Records:
---

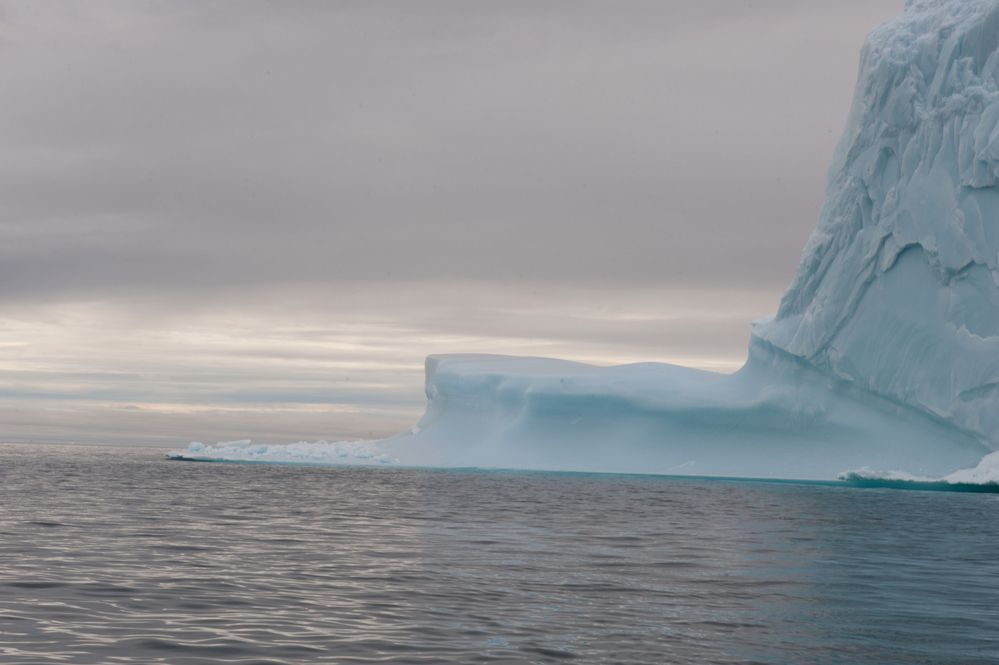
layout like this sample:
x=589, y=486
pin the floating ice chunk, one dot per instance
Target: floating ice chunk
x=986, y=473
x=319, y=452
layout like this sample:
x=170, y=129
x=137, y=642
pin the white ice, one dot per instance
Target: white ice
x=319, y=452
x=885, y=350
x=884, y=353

---

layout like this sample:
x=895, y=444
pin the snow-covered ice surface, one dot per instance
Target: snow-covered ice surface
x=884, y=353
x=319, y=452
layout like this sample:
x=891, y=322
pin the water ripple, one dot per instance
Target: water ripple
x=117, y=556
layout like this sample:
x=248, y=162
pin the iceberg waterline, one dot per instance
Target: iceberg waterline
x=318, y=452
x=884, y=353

---

Task description:
Pick out every line of the records above that contains the string "Target", and copy each one. Case counts.

Response to the task:
Target: floating ice chunk
Target: white ice
Target: snow-covered ice surface
Target: water ripple
Target: iceberg waterline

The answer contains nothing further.